**AIM:**
Copy every one of the following rows word for word, keeping each line as it appears.

**SUPPLIED RECORDS:**
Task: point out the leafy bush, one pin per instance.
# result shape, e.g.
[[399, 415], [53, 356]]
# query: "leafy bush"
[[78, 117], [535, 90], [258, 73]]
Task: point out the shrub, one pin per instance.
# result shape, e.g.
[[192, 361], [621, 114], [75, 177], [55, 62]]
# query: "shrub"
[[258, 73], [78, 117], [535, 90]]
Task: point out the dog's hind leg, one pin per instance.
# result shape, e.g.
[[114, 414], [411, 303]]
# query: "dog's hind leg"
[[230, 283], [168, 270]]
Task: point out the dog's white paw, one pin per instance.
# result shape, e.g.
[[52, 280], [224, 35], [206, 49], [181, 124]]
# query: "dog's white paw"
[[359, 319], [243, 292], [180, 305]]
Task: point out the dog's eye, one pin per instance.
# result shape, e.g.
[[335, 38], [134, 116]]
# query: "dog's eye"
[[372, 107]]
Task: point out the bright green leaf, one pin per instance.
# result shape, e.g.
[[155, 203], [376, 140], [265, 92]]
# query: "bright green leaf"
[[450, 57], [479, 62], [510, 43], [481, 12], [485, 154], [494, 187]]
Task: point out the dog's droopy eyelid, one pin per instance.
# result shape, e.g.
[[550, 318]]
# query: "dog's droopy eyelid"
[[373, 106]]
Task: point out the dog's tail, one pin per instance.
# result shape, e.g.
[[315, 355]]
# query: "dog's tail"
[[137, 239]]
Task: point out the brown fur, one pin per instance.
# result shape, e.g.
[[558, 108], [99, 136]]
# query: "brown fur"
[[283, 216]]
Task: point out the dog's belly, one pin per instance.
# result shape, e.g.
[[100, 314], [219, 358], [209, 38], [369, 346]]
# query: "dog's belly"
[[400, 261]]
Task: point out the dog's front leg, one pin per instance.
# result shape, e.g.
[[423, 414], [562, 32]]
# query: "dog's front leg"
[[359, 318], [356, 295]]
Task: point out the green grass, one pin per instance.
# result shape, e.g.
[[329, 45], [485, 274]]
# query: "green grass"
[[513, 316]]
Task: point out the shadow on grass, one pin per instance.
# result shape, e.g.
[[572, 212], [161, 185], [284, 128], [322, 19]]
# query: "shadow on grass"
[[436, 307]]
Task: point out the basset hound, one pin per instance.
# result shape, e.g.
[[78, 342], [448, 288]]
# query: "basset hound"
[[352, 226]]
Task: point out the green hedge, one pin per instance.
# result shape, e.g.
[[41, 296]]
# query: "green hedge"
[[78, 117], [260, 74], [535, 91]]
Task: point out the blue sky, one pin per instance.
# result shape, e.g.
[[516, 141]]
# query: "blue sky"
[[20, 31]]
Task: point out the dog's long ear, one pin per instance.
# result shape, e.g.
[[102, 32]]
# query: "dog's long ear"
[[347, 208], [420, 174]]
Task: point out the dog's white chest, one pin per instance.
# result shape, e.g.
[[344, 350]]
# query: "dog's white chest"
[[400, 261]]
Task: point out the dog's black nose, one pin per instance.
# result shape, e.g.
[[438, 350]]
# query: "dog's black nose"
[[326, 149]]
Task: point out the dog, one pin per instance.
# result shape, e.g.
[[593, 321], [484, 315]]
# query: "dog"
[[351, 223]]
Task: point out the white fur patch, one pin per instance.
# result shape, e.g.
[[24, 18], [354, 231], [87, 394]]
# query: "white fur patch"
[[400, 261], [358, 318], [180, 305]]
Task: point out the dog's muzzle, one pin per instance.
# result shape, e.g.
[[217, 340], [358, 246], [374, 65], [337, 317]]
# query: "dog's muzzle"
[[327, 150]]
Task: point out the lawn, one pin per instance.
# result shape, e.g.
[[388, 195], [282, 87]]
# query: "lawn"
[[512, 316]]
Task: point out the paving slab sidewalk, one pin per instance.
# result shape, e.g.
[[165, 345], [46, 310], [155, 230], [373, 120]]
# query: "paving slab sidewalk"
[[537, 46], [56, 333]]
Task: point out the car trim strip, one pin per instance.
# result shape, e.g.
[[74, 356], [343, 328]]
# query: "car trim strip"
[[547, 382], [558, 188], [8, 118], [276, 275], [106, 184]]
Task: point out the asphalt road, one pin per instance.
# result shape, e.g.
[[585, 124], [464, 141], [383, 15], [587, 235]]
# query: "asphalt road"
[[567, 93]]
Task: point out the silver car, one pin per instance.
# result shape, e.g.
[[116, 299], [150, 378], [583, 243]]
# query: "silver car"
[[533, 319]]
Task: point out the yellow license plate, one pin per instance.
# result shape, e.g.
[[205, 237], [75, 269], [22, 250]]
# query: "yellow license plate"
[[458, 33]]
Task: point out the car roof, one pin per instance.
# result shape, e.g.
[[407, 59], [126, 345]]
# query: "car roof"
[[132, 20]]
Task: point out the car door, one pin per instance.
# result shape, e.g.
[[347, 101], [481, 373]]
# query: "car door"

**PROBLEM SOLUTION:**
Task: point out the leafy bush, one pin per instance.
# result shape, e.g.
[[399, 415], [53, 356]]
# query: "leafy bush"
[[78, 117], [535, 90], [258, 73]]
Task: point out the shrub, one pin per instance.
# result shape, e.g.
[[192, 361], [621, 114], [75, 177], [55, 62]]
# query: "shrub"
[[258, 73], [78, 117], [535, 90]]
Task: point out the dog's hind leg, one pin per instance.
# result shape, e.g.
[[114, 414], [411, 303]]
# query: "dog's hind leg"
[[230, 283], [168, 270]]
Task: point out the dog's white paw, one pin per instance.
# result shape, e.g.
[[52, 280], [224, 35], [206, 49], [181, 124]]
# query: "dog's white paw"
[[359, 319], [243, 292], [180, 305]]
Task: point out the dog's eye, one pin per instance.
# result shape, e.g.
[[335, 38], [134, 116]]
# query: "dog's eye"
[[372, 107]]
Task: point out the bright green leaf, one pin per instance.
# result shape, e.g.
[[155, 203], [376, 140], [265, 92]]
# query: "bright green leaf"
[[450, 57], [479, 62], [510, 43], [481, 12], [485, 154], [494, 187]]
Task: point out the dog's droopy eyelid, one pin per instance.
# result shape, e.g.
[[550, 318]]
# query: "dog's droopy eyelid"
[[373, 106]]
Task: point out the dog's tail, one pin per instance.
# result shape, e.g.
[[315, 355]]
# query: "dog's tail"
[[137, 239]]
Task: point out the brown fur, one pin per instance.
# result shape, e.g.
[[558, 108], [99, 136]]
# query: "brown fur"
[[283, 216]]
Task: point out the dog's belly, one pin per instance.
# result shape, e.g.
[[100, 314], [219, 358], [209, 38], [369, 346]]
# query: "dog's belly"
[[400, 261]]
Task: point out the dog's front leg, one pin per instance.
# result shape, e.g.
[[423, 414], [562, 32]]
# query: "dog's front leg"
[[359, 318], [356, 295]]
Task: point out the green grass, one pin per instance.
# result shape, e.g.
[[329, 45], [485, 274]]
# query: "green grass"
[[513, 316]]
Task: point out the shadow on grass, one pin per instance.
# result shape, e.g.
[[572, 212], [161, 185], [284, 128], [322, 19]]
# query: "shadow on grass"
[[436, 307]]
Task: point out the basset hound, one pin per instance.
# result shape, e.g.
[[78, 342], [448, 288]]
# query: "basset hound"
[[352, 226]]
Task: point out the green hedge, one pin per instance.
# result shape, e.g.
[[41, 296]]
# query: "green hedge"
[[78, 117], [260, 74], [535, 91]]
Task: point out the blue sky, one pin per instance.
# result shape, e.g.
[[516, 141]]
# query: "blue sky"
[[20, 31]]
Task: point out the dog's long ear, one pin per instance.
# result shape, e.g.
[[102, 32]]
# query: "dog's long ear"
[[347, 208], [420, 174]]
Task: point out the dog's white chest, one pin per instance.
# result shape, e.g.
[[344, 350]]
# query: "dog's white chest"
[[400, 261]]
Task: point out the dog's black nose, one pin per instance.
# result shape, e.g.
[[438, 350]]
# query: "dog's black nose"
[[326, 149]]
Task: point out the dog, one pin per instance.
# result shape, e.g.
[[593, 321], [484, 315]]
# query: "dog"
[[351, 223]]
Task: point out the white fur patch, one pin per instance.
# result shape, e.g.
[[24, 18], [354, 231], [87, 394]]
# query: "white fur patch"
[[400, 261], [358, 318], [180, 305]]
Task: point out the dog's muzzle, one pin per instance.
# result shape, e.g.
[[217, 340], [358, 246], [374, 65], [337, 317]]
# query: "dog's muzzle"
[[327, 150]]
Task: point out the lawn, one pin per instance.
# result shape, e.g.
[[388, 195], [282, 87]]
# query: "lawn"
[[512, 316]]
Task: point out the paving slab sidewalk, one pin per instance.
# result shape, e.g.
[[165, 345], [46, 310], [155, 230], [373, 120]]
# query: "paving slab sidewalk"
[[537, 46], [56, 333]]
Task: point out the car trim strip, one pin per instance.
# result shape, e.g.
[[74, 356], [343, 328]]
# query: "car trim strip"
[[547, 382], [558, 188], [8, 118], [276, 275], [106, 184]]
Task: point out the asphalt road, one pin per instance.
# result shape, e.g.
[[585, 124], [464, 141], [383, 15], [587, 235]]
# query: "asphalt road"
[[567, 93]]
Task: point out the silver car, one pin per instance.
# result shape, e.g.
[[116, 299], [150, 378], [583, 243]]
# query: "silver car"
[[533, 319]]
Task: point out the yellow license plate, one pin per instance.
# result shape, e.g.
[[205, 237], [75, 269], [22, 250]]
# query: "yellow license plate"
[[458, 33]]
Task: point out the car roof, one pin per instance.
# result shape, e.g.
[[407, 59], [126, 345]]
# query: "car roof"
[[132, 20]]
Task: point out the car door, one pin per instance.
# result shape, e.g.
[[347, 101], [481, 373]]
# query: "car door"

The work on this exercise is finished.